Task directions
In the piece on Blue's Clues below, copy the passage that begins at "By Taylor Crow" and ends after "1996 to 2006.", switching each "Steve" to "Stephen".

By Taylor Crow
“Nostalgia – it’s delicate, but potent… In Greek, nostalgia literally means ‘the pain from an old wound.’ It’s a twinge in your heart far more powerful than memory alone.”– Don Draper, Mad Men
Recently, an actor named Steve Burns, who starred in the mostly animated educational children’s show Blue’s Clues, went viral with a feel-good video steeped in nostalgia. In the video, Steve wistfully tells his once-upon-a-time child audience that he hasn’t forgotten them in the years since his sudden 2002 departure from the show, which ran from 1996 to 2006.
If you’re not part of the millennial generation (or the parent or older sibling – or even a babysitter – of a millennial who watched Blue’s Clues), the video might not strike a chord with you. In it, Steve Burns says, “You remember how when we were younger, we used to run around and hang out with Blue and find clues and talk to Mr. Salt and freak out about the mail and do all the fun stuff? And then one day, I was like, ‘Oh, hey: guess what? Big news, I’m leaving.’ And then I got on a bus and I left and we didn’t see each other for like a really long time? Can we just talk about that? Great. Because I realize that was kind of abrupt.”

Data to examine
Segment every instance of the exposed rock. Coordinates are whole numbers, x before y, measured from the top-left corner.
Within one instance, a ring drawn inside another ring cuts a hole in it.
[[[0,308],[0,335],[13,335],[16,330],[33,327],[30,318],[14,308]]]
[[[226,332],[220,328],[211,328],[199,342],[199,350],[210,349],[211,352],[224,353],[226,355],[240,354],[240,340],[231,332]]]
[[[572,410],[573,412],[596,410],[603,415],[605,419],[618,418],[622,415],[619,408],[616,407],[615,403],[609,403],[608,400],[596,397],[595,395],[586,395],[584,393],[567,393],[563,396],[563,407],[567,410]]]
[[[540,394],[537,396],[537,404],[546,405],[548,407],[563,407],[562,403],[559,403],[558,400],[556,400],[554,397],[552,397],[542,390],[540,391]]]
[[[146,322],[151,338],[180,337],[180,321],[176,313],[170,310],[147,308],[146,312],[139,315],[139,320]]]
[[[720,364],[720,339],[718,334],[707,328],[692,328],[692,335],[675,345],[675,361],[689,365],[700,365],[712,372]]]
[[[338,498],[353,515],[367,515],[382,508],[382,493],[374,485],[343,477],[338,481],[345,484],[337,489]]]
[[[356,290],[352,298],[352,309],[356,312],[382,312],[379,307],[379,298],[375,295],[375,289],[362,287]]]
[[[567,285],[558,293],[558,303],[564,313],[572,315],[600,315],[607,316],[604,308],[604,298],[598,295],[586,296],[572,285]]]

* * *

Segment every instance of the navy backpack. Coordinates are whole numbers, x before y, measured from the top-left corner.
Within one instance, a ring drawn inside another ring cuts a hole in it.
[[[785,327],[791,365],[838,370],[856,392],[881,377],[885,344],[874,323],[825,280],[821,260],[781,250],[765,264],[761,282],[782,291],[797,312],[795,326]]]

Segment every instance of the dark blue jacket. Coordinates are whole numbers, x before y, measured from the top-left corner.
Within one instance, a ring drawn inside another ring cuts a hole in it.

* * *

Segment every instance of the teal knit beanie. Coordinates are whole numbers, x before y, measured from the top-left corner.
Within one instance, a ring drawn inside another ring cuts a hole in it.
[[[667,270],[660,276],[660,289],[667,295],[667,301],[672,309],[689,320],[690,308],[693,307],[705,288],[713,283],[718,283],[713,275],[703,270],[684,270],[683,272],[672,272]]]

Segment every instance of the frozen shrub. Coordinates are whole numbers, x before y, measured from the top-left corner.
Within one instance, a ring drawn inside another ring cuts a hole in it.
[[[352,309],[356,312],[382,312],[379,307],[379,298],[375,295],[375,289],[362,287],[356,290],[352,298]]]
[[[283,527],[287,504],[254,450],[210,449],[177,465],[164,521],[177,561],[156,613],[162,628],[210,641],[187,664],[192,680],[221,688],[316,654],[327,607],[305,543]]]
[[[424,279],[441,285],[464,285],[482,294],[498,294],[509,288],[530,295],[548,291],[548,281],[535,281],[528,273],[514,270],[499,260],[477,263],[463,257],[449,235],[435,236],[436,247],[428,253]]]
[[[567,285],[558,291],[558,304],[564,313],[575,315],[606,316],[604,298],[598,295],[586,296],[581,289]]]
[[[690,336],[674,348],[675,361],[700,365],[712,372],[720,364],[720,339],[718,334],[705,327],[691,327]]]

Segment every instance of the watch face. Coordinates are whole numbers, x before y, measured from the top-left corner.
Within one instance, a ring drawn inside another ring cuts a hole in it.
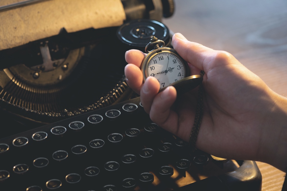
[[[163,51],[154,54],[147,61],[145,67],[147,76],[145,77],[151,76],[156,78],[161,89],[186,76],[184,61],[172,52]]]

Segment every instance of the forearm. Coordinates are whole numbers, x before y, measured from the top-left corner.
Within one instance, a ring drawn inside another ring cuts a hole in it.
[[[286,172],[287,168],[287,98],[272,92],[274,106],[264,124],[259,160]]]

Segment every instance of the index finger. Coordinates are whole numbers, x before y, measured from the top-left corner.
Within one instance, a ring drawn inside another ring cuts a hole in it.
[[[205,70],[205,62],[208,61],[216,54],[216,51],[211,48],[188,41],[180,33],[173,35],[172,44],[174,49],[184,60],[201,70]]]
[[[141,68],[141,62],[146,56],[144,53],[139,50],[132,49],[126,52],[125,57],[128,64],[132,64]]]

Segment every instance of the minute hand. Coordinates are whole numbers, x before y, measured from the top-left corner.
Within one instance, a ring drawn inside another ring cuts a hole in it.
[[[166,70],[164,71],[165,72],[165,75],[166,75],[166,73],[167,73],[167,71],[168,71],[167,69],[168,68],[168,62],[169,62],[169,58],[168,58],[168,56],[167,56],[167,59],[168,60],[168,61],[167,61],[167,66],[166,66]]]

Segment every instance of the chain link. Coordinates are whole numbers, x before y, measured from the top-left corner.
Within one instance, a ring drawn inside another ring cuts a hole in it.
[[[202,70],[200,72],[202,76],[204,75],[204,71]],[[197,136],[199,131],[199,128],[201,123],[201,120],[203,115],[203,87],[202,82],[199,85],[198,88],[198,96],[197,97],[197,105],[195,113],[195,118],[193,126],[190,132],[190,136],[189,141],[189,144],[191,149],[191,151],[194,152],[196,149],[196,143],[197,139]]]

Exercise output
By Taylor Crow
“Nostalgia – it’s delicate, but potent… In Greek, nostalgia literally means ‘the pain from an old wound.’ It’s a twinge in your heart far more powerful than memory alone.”– Don Draper, Mad Men
Recently, an actor named Stephen Burns, who starred in the mostly animated educational children’s show Blue’s Clues, went viral with a feel-good video steeped in nostalgia. In the video, Stephen wistfully tells his once-upon-a-time child audience that he hasn’t forgotten them in the years since his sudden 2002 departure from the show, which ran from 1996 to 2006.